Instructions to follow:
Reproduce every one of the following entries verbatim, line by line, changing nothing.

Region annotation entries
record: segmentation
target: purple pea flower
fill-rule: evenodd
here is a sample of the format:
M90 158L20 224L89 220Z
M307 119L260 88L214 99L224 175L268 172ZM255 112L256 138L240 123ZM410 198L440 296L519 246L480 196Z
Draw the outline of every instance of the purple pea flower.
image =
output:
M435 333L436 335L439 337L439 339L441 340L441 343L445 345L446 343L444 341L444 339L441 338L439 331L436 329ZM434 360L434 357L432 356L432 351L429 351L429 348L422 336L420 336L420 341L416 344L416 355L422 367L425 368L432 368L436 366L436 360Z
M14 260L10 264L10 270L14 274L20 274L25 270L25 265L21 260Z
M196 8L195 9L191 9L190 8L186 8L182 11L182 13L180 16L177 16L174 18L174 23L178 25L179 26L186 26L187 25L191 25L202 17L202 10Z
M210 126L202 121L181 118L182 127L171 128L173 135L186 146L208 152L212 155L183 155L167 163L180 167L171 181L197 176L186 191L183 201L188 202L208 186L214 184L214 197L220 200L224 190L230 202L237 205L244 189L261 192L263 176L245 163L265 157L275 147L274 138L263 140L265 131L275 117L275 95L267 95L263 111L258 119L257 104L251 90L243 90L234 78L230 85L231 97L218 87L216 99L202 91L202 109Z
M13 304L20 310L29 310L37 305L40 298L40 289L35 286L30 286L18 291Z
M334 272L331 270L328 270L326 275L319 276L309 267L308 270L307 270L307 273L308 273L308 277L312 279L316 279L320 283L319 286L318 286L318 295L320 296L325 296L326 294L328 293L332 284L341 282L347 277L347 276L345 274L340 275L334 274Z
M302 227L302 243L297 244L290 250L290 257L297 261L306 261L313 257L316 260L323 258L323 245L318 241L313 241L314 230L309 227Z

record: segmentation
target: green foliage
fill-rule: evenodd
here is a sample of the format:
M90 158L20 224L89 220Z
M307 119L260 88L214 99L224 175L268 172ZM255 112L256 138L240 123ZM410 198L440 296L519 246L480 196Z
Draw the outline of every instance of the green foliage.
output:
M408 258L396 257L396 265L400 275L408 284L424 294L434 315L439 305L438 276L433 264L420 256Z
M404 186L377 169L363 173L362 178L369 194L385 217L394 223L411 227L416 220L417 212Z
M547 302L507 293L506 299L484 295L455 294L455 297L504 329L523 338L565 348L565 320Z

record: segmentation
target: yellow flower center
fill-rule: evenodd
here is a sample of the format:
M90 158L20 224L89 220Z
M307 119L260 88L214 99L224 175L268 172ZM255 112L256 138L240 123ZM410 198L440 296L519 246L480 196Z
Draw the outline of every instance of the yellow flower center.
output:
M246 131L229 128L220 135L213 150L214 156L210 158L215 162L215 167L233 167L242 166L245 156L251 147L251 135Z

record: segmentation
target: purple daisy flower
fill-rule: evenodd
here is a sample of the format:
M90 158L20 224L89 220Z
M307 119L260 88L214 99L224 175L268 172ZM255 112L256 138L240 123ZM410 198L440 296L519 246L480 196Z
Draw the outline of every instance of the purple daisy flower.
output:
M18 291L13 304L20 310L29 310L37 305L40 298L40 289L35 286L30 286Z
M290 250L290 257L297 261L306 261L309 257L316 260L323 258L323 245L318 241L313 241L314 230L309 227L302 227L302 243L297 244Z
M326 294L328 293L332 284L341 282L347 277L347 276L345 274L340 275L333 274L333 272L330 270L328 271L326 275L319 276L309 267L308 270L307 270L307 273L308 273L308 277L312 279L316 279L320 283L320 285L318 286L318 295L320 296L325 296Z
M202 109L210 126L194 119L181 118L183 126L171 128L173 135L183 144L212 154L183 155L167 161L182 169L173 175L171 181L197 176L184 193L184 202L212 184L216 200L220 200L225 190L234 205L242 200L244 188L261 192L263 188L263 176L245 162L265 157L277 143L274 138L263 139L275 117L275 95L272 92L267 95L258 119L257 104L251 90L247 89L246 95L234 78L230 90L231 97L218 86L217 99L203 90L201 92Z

The reply:
record: segmentation
target: purple pea flower
fill-rule: evenodd
here is a sample of the format:
M90 158L20 224L89 220Z
M307 119L260 88L214 99L224 175L268 172ZM255 112L256 138L240 123ZM410 198L440 296L519 246L480 196Z
Draw the outline of every instance of the purple pea flower.
image =
output:
M435 333L436 335L439 337L439 339L441 340L441 343L445 345L446 343L444 341L444 339L441 338L439 331L436 329ZM434 360L434 357L432 356L432 351L429 351L429 348L422 336L420 336L420 341L416 344L416 355L422 367L425 368L432 368L436 366L436 360Z
M14 260L10 264L10 270L14 274L20 274L25 270L25 265L21 260Z
M196 8L195 9L191 9L190 8L186 8L182 11L182 13L180 16L177 16L174 18L174 23L178 25L179 26L186 26L187 25L191 25L202 17L202 10Z
M210 126L202 121L181 118L182 127L171 128L173 135L186 146L208 152L212 155L183 155L167 163L180 167L171 181L197 176L186 191L183 201L188 202L208 186L214 184L214 197L220 200L224 190L230 202L237 205L244 189L261 192L263 176L245 163L265 157L275 147L274 138L263 140L265 131L275 117L275 95L267 95L263 111L258 119L257 104L251 90L243 90L234 78L230 85L231 97L218 87L216 99L202 91L202 109Z
M13 304L20 310L29 310L37 305L40 298L40 289L35 286L30 286L18 291Z
M334 272L331 270L328 270L326 275L319 276L309 267L308 270L307 270L307 273L308 273L308 277L312 279L316 279L320 283L319 286L318 286L318 295L320 296L325 296L326 294L328 293L332 284L341 282L347 277L347 276L345 274L340 275L334 274Z
M302 227L302 243L297 244L290 250L290 257L297 261L306 261L313 257L316 260L323 258L323 245L318 241L313 241L314 230L309 227Z

record: segmentation
target: green foliage
fill-rule: evenodd
here is a sample of the format:
M90 158L20 224L89 220Z
M307 119L260 88L214 99L224 175L268 172ZM255 112L256 138L240 123ZM410 198L440 296L519 246L480 196Z
Draw the outline of every instance of the green foliage.
output:
M408 258L396 257L396 265L400 275L408 284L424 294L434 315L439 305L438 276L433 264L420 256Z
M404 186L377 169L363 173L362 178L369 194L385 217L394 223L411 227L416 220L417 212Z
M547 302L507 293L506 299L484 295L455 294L455 297L504 329L523 338L565 348L565 320Z

record: segmentation
target: yellow flower center
fill-rule: evenodd
here is a sample of the format:
M90 158L20 224L89 220Z
M307 119L260 88L214 99L224 175L268 172ZM255 112L256 138L240 123ZM410 198L440 296L519 246L480 196Z
Draw the outline of every instance of the yellow flower center.
output:
M246 131L229 128L220 135L213 150L214 156L210 158L215 162L215 167L233 167L242 166L245 156L251 147L251 135Z

record: segmentation
target: purple daisy flower
fill-rule: evenodd
here is a sample of the format:
M90 158L20 224L89 220Z
M307 119L260 88L214 99L224 175L268 172ZM255 112L256 138L240 123ZM410 198L440 296L519 246L480 196Z
Draw the outline of every instance of the purple daisy flower.
output:
M18 291L13 304L20 310L29 310L37 305L40 298L40 289L35 286L30 286Z
M290 250L290 257L297 261L306 261L309 257L316 260L323 258L323 245L318 241L313 241L314 230L309 227L302 227L302 243L297 244Z
M326 294L328 293L332 284L341 282L347 277L347 276L345 274L340 275L333 274L333 272L330 270L328 271L326 275L319 276L309 267L308 270L307 270L307 273L308 273L308 277L312 279L316 279L320 283L320 285L318 286L318 295L320 296L325 296Z
M202 109L210 126L194 119L181 118L183 126L171 128L173 135L183 144L212 154L183 155L167 161L182 169L173 175L171 181L197 176L184 193L184 202L212 184L216 200L220 200L225 190L234 205L242 200L244 188L261 192L263 188L263 176L245 162L265 157L277 143L274 138L263 139L275 117L275 95L272 92L267 95L258 119L257 104L251 90L247 89L246 95L234 78L230 90L231 97L218 86L217 99L203 90L201 92Z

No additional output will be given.